• _RECORD SET_
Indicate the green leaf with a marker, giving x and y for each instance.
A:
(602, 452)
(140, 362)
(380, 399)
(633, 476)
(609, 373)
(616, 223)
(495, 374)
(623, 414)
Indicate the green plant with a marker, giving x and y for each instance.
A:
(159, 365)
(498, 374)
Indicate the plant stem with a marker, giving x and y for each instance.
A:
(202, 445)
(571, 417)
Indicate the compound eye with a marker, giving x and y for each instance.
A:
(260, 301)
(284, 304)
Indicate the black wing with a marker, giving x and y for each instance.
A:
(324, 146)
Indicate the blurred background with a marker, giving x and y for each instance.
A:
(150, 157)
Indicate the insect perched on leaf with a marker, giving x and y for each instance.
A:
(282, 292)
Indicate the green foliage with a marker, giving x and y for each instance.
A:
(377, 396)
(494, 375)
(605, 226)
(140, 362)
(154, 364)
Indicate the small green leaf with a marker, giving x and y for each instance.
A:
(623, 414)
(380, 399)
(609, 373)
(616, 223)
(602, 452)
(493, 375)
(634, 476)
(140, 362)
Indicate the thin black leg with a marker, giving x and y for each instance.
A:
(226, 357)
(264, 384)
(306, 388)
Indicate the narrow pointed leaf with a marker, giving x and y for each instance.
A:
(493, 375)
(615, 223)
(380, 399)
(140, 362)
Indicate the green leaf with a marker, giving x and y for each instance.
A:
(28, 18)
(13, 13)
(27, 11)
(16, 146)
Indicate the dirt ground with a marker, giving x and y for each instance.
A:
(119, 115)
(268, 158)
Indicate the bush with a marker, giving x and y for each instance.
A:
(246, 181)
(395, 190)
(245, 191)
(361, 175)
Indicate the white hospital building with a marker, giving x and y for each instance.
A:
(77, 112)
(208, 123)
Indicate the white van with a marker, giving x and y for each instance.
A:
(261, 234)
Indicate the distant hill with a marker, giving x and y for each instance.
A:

• _YOUR TASK_
Copy all of the entries above word for word, keeping every line as it appears.

• _REPLY TO THE TASK_
Indicate the green leaf with a marker, giving x and y for each instance.
A:
(602, 452)
(140, 362)
(380, 399)
(633, 476)
(609, 373)
(616, 223)
(495, 374)
(623, 414)
Indicate the green plant with a marker, giving x and y for each instance.
A:
(159, 365)
(498, 374)
Indicate the plant stem with a marker, giving x and y for each instance.
A:
(202, 445)
(571, 417)
Indicate the compound eye with a marker, giving x and y for each instance.
A:
(260, 301)
(284, 304)
Indicate the black wing with a marker, giving x and y for each instance.
A:
(324, 146)
Indicate the blurred background with a marker, giving x and y for each instance.
A:
(150, 157)
Indicate the insect perched on leaf with a marker, giving x and y for each instance.
A:
(282, 292)
Indicate the green foliage with a marker, giving x and y for each instance.
A:
(377, 396)
(494, 375)
(605, 226)
(140, 362)
(154, 364)
Indicate the small green leaf with a marker, giving x and y for each instance.
A:
(623, 414)
(380, 399)
(609, 373)
(616, 223)
(602, 452)
(493, 375)
(634, 476)
(140, 362)
Indicate the thin black leg with a marker, giving x and y for each instance.
A:
(226, 357)
(264, 384)
(306, 388)
Indicate the narrow pointed leaf with a marker, giving x and y for each instance.
A:
(493, 375)
(615, 223)
(380, 399)
(140, 362)
Indicate the green leaf with a marker, giving x and y for each instance.
A:
(28, 18)
(13, 13)
(27, 11)
(16, 146)
Indicate the dirt ground with a marker, giving x and y for each instance.
A:
(119, 115)
(268, 158)
Indicate the bush with a marker, giving x and y for each instance.
A:
(246, 181)
(395, 190)
(245, 191)
(361, 175)
Indicate the white hospital building with a marker, giving x and y for each instance.
A:
(77, 112)
(208, 123)
Indicate the white van with a marker, giving x and y for each instance.
A:
(261, 234)
Indicate the distant hill with a marker, giving x and y for each instance.
A:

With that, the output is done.